As an ex-TV engineer, the picture you posted was an instant 'red flag', and would have been the first thing I checked.

Disconnect one end of each diode, and check them out of circuit - they should read one way, and not the other - this is standard procedure, after they read S/C in circuit. Generally, you find one of them is short, and you should replace them BOTH with identical diodes, from the same packet (or even better, add a low value resistor in series with each as well).
 

JMaia

New Member
Are you sure your meter is still in diode mode? #11 and 12 should show different readings when you reverse the leads. However, it is possible they have some transformer winding across them, producing a near-short when testing. Without a picture of the under-side in that area, hard to tell.
yes I'm sure I' using diod mode. Here's a picture of the area of diodes 11 and 12 from the under-side, I draw a red circle around the legs:

diods 11 and 12 under-side.jpg

I also tested them from the under-side BTW. Always a read of 001 even with reversed leads.

Disconnect one end of each diode, and check them out of circuit - they should read one way, and not the other - this is standard procedure, after they read S/C in circuit. Generally, you find one of them is short, and you should replace them BOTH with identical diodes, from the same packet (or even better, add a low value resistor in series with each as well).

§ **Parts of the exercise**:
1. In the diode-testing thread, what steps does the quoted advice tell the reader to take with the diodes? List each one.
2. Reproduce the part of the diode-testing thread that starts at "yes I'm sure" and ends at "with reversed leads.".

§ **Source data**:

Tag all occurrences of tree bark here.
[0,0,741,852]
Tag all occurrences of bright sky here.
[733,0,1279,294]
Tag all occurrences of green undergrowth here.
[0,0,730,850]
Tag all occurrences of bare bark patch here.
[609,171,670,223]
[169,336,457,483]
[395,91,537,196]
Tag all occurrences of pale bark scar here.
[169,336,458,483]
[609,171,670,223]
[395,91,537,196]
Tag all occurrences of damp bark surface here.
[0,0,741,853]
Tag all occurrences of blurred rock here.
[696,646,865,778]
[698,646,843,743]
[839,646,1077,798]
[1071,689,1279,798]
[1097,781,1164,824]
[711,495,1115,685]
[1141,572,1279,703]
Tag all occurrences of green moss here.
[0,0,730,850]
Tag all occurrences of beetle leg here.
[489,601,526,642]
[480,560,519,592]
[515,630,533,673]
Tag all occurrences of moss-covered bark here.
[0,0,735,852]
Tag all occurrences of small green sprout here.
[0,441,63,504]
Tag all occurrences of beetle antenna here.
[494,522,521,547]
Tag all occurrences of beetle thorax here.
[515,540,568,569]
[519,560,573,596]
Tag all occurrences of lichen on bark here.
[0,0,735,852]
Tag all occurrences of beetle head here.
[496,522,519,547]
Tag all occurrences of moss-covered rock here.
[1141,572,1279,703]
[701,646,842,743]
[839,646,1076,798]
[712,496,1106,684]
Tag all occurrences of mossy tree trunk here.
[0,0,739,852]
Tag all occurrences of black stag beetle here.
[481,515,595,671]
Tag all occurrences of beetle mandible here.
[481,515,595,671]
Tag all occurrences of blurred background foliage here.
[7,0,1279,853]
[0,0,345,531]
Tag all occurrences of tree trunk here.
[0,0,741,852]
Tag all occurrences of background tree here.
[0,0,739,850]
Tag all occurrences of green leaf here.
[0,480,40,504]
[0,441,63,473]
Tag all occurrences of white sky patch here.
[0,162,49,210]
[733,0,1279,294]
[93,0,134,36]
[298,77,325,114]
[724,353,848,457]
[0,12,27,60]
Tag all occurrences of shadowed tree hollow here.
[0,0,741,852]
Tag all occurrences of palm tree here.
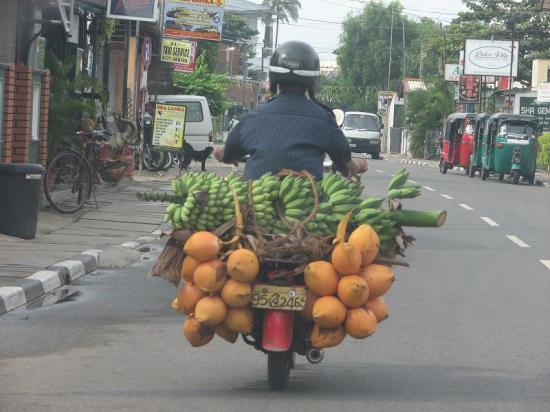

§ **Results for each task**:
1.
- Disconnect one end of each diode.
- Check them out of circuit.
- Replace them both with identical diodes from the same packet.
- Add a low value resistor in series with each.

2.
yes I'm sure I' using diod mode. Here's a picture of the area of diodes 11 and 12 from the under-side, I draw a red circle around the legs:

diods 11 and 12 under-side.jpg

I also tested them from the under-side BTW. Always a read of 001 even with reversed leads.